The task -> Return, word for word, the part of the extra-dimensions article that opens with the words containing "The result of" and closes with "at the Tevatron.".

Excerpted passage ->
※ ※ ※
DZero: Particle Pairs and Monojets
The hypothesis of extra dimensions in space large enough to be detectable by existing or near-future experiments is by far the most revolutionary attempt to solve the hierarchy problem of the Standard Model. No wonder it has captured the public's imagination and inspired experimentalists around the world.
In 2000, DZero pioneered searches for extra dimensions at proton colliders by looking for anomalies in the production of pairs of electrons and photons due to the effects of gravitational interaction amplified by extra space. Two years later DZero was first to look for production of "monojets"—single remnants of a quark or a gluon recoiling against the invisible graviton disappearing in extra dimensions.
Now, with the higher energy of the Tevatron and more data, DZero continues the quest. In the new result unveiled at Lepton-Photon 2003, DZero has extended the search by looking for pairs of electrons, photons, and muons and set the most stringent limits on their existence to date.
While no evidence for extra space has been found so far, we plan to increase our sensitivity by another factor of two in the next three years.
CDF: The Bulk and The Brane
We may live in a world that has more than the usual four dimensions (one time dimension + 3 space dimensions) of our everyday experience. Indeed, one way to explain the peculiar properties of gravity is that the universe extends in 4+n dimensional space (the bulk) while we are trapped in the familiar 4 dimensional world (the brane).
Our web site illustrates a proton and antiproton colliding in the brane to send a graviton out of the brane, carrying away energy and momentum. We observe the "missing energy" signature of this escaping graviton (called a Kaluza-Klein particle), similar to the way the existence of neutrinos is inferred in collider experiments.
The result of our analysis is to constrain at 95% confidence level the value of the effective Planck Scale for 2,4, and 6 extra dimensions to be greater than 1 TeV, 0.77 TeV, and 0.71 TeV, respectively, the best result from a direct graviton emission search at the Tevatron.
Note that the Tevatron is now running at a higher energy (approximately 2 TeV) and that we will soon have many times the data sample analyzed here. This will make us sensitive to an effective Planck Scale as high as 1.5 TeV
for two extra dimensions.
※ ※ ※
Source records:
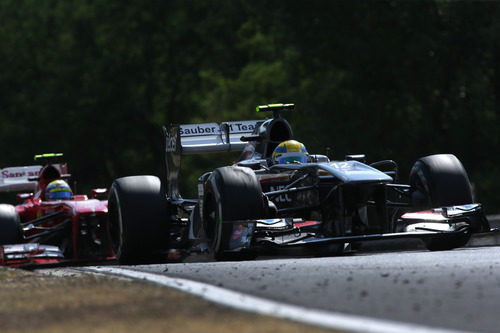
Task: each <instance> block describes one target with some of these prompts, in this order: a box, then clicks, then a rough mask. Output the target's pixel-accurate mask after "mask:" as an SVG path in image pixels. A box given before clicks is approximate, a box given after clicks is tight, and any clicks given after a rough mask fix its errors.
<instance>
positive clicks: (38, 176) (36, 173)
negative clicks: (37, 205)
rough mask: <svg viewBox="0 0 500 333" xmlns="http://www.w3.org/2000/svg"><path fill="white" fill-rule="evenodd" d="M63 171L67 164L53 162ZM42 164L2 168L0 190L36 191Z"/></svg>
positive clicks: (12, 191)
mask: <svg viewBox="0 0 500 333" xmlns="http://www.w3.org/2000/svg"><path fill="white" fill-rule="evenodd" d="M53 166H54V167H55V168H57V169H58V170H59V171H60V172H61V173H65V172H66V165H65V164H60V163H58V164H53ZM42 168H43V166H42V165H29V166H17V167H8V168H4V169H0V192H22V191H35V189H36V186H37V184H38V177H39V176H40V171H41V170H42Z"/></svg>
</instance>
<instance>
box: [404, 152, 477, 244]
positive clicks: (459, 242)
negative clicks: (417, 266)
mask: <svg viewBox="0 0 500 333" xmlns="http://www.w3.org/2000/svg"><path fill="white" fill-rule="evenodd" d="M410 186H411V199H412V205H413V207H414V208H416V209H418V210H425V209H431V208H437V207H447V206H457V205H464V204H470V203H473V198H472V190H471V186H470V182H469V177H468V176H467V172H466V171H465V168H464V167H463V165H462V163H460V161H459V160H458V158H457V157H456V156H455V155H451V154H438V155H430V156H426V157H423V158H421V159H419V160H418V161H417V162H415V164H414V165H413V168H412V169H411V171H410ZM469 239H470V232H467V233H465V234H460V235H455V236H449V237H445V238H442V237H435V238H434V237H433V238H429V239H426V240H424V243H425V245H426V247H427V249H429V250H431V251H438V250H450V249H453V248H456V247H461V246H464V245H465V244H466V243H467V242H468V241H469Z"/></svg>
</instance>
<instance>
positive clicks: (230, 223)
mask: <svg viewBox="0 0 500 333" xmlns="http://www.w3.org/2000/svg"><path fill="white" fill-rule="evenodd" d="M264 214H265V213H264V200H263V194H262V189H261V187H260V183H259V181H258V180H257V178H256V176H255V173H254V172H253V170H251V169H250V168H244V167H235V166H228V167H222V168H218V169H215V170H214V171H213V172H212V174H211V175H210V177H209V178H208V180H207V182H206V184H205V193H204V200H203V227H204V230H205V235H206V237H207V240H208V245H209V248H210V250H211V253H212V255H213V257H214V259H215V260H241V259H251V257H252V256H251V254H250V253H249V252H246V253H245V252H238V253H234V252H228V250H229V249H230V248H229V240H230V238H231V235H232V232H233V224H231V223H224V222H228V221H237V220H248V219H260V218H263V217H264Z"/></svg>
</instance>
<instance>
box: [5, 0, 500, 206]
mask: <svg viewBox="0 0 500 333" xmlns="http://www.w3.org/2000/svg"><path fill="white" fill-rule="evenodd" d="M498 17H500V3H498V2H468V1H463V2H449V1H326V0H325V1H293V0H292V1H255V0H252V1H236V0H227V1H224V0H218V1H189V0H180V1H175V0H169V1H160V0H158V1H125V0H123V1H110V0H73V1H59V0H52V1H50V0H42V1H40V0H2V1H1V2H0V22H1V24H0V46H1V47H0V115H1V122H0V142H1V151H2V154H1V155H0V167H1V168H3V167H6V166H14V165H27V164H31V163H32V156H33V155H34V154H36V153H42V152H63V153H65V155H66V159H67V161H68V162H69V166H70V171H71V172H72V174H73V175H74V177H75V178H76V179H77V180H78V181H79V183H80V184H81V186H82V189H83V188H85V189H88V188H90V187H95V186H109V185H110V183H111V182H112V180H113V179H114V178H116V177H119V176H125V175H132V174H145V173H147V174H156V175H159V176H162V175H163V173H164V171H163V168H164V165H163V154H162V140H161V126H162V125H163V124H167V123H170V122H175V123H194V122H206V121H222V120H241V119H255V118H259V117H262V115H257V114H256V113H255V106H256V105H259V104H264V103H276V102H286V103H295V104H296V110H295V111H294V112H293V113H291V114H289V115H288V116H286V117H287V118H288V119H289V121H290V122H291V124H292V126H293V128H294V134H295V137H296V138H297V139H299V140H301V141H302V142H304V143H305V144H306V146H307V147H308V150H309V151H310V152H319V153H321V152H324V151H325V149H326V147H331V148H332V151H333V157H335V158H337V159H341V158H343V156H344V155H345V154H346V153H366V154H367V156H368V159H369V161H375V160H379V159H394V160H396V161H397V162H398V163H399V165H400V169H401V172H402V176H401V181H407V174H408V172H409V168H410V167H411V165H412V164H413V163H414V161H415V160H416V159H417V158H418V157H421V156H424V155H428V154H432V153H439V152H442V153H454V154H456V155H457V156H458V157H459V158H460V159H461V160H462V162H463V164H464V165H465V167H466V168H467V170H468V171H469V176H470V178H471V180H472V182H473V184H474V186H475V191H476V199H477V200H478V201H481V202H483V203H485V204H486V206H487V210H488V212H495V211H496V210H498V208H497V202H496V198H497V193H498V192H499V191H500V190H499V189H498V185H499V184H500V172H499V171H500V170H499V169H500V167H499V162H500V156H499V149H498V148H499V134H498V133H499V126H500V119H499V117H500V116H499V115H498V112H497V109H498V108H499V106H500V105H499V102H500V101H499V97H500V72H499V70H498V68H499V67H498V63H499V57H500V50H499V47H500V20H498V19H497V18H498ZM219 158H220V162H224V163H226V160H227V158H224V157H219V156H217V158H215V160H219ZM213 161H214V157H213V156H209V157H206V156H205V157H203V156H201V157H190V158H187V159H185V160H184V162H183V163H184V164H183V176H184V178H186V179H187V180H188V184H189V185H190V189H191V188H192V189H194V184H193V181H194V180H195V179H196V177H197V176H198V175H199V174H200V173H201V172H203V171H206V170H209V169H211V168H213V167H215V166H216V163H214V162H213ZM190 195H192V191H191V193H189V194H188V195H187V196H190Z"/></svg>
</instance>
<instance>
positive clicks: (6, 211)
mask: <svg viewBox="0 0 500 333" xmlns="http://www.w3.org/2000/svg"><path fill="white" fill-rule="evenodd" d="M20 242H21V225H20V224H19V214H17V212H16V208H15V207H14V206H12V205H6V204H0V245H6V244H16V243H20Z"/></svg>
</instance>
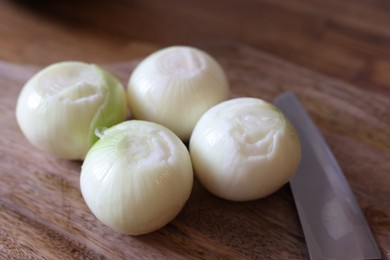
※ ※ ※
Answer to this problem ->
The result of our analysis is to constrain at 95% confidence level the value of the effective Planck Scale for 2,4, and 6 extra dimensions to be greater than 1 TeV, 0.77 TeV, and 0.71 TeV, respectively, the best result from a direct graviton emission search at the Tevatron.